_What you have to do_
Reproduce the data in full, exactly as it appears.

_Material provided_
▬▬▬▬▬▬
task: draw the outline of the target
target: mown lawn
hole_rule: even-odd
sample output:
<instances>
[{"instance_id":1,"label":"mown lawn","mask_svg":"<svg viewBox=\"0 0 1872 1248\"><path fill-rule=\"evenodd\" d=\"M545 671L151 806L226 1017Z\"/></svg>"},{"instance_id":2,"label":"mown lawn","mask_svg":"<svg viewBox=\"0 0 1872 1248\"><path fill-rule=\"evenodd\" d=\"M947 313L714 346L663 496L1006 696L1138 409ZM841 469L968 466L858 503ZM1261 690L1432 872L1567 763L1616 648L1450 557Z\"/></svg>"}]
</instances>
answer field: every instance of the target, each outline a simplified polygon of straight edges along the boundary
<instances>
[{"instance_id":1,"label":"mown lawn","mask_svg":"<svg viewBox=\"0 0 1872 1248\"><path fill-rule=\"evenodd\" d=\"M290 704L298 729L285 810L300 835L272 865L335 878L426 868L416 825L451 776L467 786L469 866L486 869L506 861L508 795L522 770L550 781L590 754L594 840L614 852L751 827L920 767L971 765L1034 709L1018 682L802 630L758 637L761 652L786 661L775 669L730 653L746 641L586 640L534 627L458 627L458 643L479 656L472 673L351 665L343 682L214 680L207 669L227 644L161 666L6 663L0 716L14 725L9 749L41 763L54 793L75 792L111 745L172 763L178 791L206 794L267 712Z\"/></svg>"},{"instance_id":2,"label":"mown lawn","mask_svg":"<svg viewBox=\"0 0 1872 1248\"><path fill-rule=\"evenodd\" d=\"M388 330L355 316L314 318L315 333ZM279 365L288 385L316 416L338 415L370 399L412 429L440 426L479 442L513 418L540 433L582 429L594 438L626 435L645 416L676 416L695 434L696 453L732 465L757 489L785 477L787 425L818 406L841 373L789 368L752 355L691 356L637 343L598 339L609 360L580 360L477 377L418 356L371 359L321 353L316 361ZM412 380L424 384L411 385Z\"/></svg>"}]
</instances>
▬▬▬▬▬▬
_Solution for this exercise_
task: draw the outline of the target
target: mown lawn
hole_rule: even-odd
sample output:
<instances>
[{"instance_id":1,"label":"mown lawn","mask_svg":"<svg viewBox=\"0 0 1872 1248\"><path fill-rule=\"evenodd\" d=\"M545 671L151 806L226 1017Z\"/></svg>"},{"instance_id":2,"label":"mown lawn","mask_svg":"<svg viewBox=\"0 0 1872 1248\"><path fill-rule=\"evenodd\" d=\"M947 313L714 346L663 496L1006 696L1138 409ZM841 469L968 466L858 503ZM1261 690L1432 872L1567 763L1616 648L1450 557Z\"/></svg>"}]
</instances>
answer field: every instance of the target, each outline a simplified polygon of straight edges along the boundary
<instances>
[{"instance_id":1,"label":"mown lawn","mask_svg":"<svg viewBox=\"0 0 1872 1248\"><path fill-rule=\"evenodd\" d=\"M290 704L298 729L285 810L300 835L272 865L335 878L426 868L416 825L451 776L467 786L469 866L486 869L506 861L508 795L522 770L550 781L590 754L594 840L614 852L751 827L920 767L971 765L1034 709L1018 682L802 630L758 637L761 652L786 661L775 669L730 653L746 641L586 640L534 627L458 627L458 643L479 656L472 673L351 665L343 682L214 680L207 669L227 644L161 666L6 663L0 716L14 725L9 749L41 763L54 793L75 792L111 745L172 763L178 791L206 794L267 712Z\"/></svg>"},{"instance_id":2,"label":"mown lawn","mask_svg":"<svg viewBox=\"0 0 1872 1248\"><path fill-rule=\"evenodd\" d=\"M388 330L355 316L314 318L315 333ZM279 365L288 385L316 416L338 415L370 399L412 429L440 426L479 442L513 418L540 433L582 429L594 438L626 435L645 416L676 416L695 434L696 453L732 465L757 489L785 477L787 425L818 406L841 373L789 368L752 355L691 356L637 343L598 339L609 360L580 360L477 377L418 356L371 359L321 353L316 361ZM412 380L424 384L411 385Z\"/></svg>"}]
</instances>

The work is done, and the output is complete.